* **WHAT TO WORK ON**
In the excerpt on employee experience, which channels does the writer say they are still surprised to see companies use?
══ DOCUMENT EXCERPT
As I often say, the employee experience is neither complicated nor requires any kind of inspiration or vision on the part of those who drive it. All you have to do is listen and act, and practicing companies have understood this.

On the other hand, I’m still surprised by the channels used, which are feedback from managers, HR and annual appraisals.

Firstly, because it’s not digital and therefore not real-time, and it’s difficult to scale.

Secondly, there’s a stage missing from the rocket.

Not everything can be centralized at the top of the company. There isn’t enough bandwidth, and at this level we lack the relevance to solve the most operational day-to-day problems, which need to be handled locally with managers.

Personally, what I had set up was

1°) a global feedback platform for global issues. It also had the particularity of being used to collect good practices observed in the field and which could potentially be generalized. In a second phase, it can be coupled with an employee helpdesk approach (Employee helpdesk and enterprise ticketization: instructions for use).
════
══ INFORMATION SHOWN
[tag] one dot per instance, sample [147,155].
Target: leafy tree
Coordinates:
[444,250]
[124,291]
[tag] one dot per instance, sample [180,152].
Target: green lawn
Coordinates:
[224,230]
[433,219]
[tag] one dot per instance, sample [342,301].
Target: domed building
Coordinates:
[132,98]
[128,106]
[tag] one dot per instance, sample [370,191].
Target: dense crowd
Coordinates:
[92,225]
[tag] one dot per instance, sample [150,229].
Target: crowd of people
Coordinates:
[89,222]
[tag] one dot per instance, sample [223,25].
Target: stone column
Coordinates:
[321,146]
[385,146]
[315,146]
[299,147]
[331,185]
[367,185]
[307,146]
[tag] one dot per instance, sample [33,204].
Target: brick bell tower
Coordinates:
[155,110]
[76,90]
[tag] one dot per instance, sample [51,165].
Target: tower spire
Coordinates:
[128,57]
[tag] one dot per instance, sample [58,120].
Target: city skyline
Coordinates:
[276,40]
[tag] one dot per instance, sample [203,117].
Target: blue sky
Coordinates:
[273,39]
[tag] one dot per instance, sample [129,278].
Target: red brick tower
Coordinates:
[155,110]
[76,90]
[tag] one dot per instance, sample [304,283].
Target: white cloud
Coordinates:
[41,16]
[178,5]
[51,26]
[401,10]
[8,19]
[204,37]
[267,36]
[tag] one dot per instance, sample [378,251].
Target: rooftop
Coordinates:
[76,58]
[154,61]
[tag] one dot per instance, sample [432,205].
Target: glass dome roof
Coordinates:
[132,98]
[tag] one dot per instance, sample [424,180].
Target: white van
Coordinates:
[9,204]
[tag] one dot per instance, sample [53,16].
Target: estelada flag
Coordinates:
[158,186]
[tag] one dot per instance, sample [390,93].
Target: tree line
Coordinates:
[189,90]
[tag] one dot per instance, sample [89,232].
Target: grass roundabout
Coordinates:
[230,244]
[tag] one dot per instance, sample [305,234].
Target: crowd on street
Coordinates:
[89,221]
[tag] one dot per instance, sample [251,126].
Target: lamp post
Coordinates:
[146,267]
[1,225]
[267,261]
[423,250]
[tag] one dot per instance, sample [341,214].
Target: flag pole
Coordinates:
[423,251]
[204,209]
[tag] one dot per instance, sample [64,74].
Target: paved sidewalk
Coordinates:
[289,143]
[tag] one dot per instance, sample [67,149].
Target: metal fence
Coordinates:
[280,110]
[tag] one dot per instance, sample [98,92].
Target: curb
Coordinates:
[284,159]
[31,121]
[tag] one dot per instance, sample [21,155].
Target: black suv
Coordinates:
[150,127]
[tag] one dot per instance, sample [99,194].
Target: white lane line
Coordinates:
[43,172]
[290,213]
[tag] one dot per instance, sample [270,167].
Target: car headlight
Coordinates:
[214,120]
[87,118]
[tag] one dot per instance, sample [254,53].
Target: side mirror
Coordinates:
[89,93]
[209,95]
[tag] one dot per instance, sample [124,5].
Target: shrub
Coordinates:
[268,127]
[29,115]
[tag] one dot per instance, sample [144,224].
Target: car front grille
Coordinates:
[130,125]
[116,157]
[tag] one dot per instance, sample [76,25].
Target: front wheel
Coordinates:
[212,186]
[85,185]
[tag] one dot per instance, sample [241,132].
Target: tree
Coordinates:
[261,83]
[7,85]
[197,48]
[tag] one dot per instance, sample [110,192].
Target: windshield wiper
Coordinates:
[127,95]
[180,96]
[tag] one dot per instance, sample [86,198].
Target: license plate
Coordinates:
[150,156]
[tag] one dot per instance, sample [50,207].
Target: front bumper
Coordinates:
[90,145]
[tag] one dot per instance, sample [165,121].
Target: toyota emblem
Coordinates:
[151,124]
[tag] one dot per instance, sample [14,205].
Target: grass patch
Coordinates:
════
* **ANSWER TO THIS PROBLEM**
Feedback from managers, HR and annual appraisals.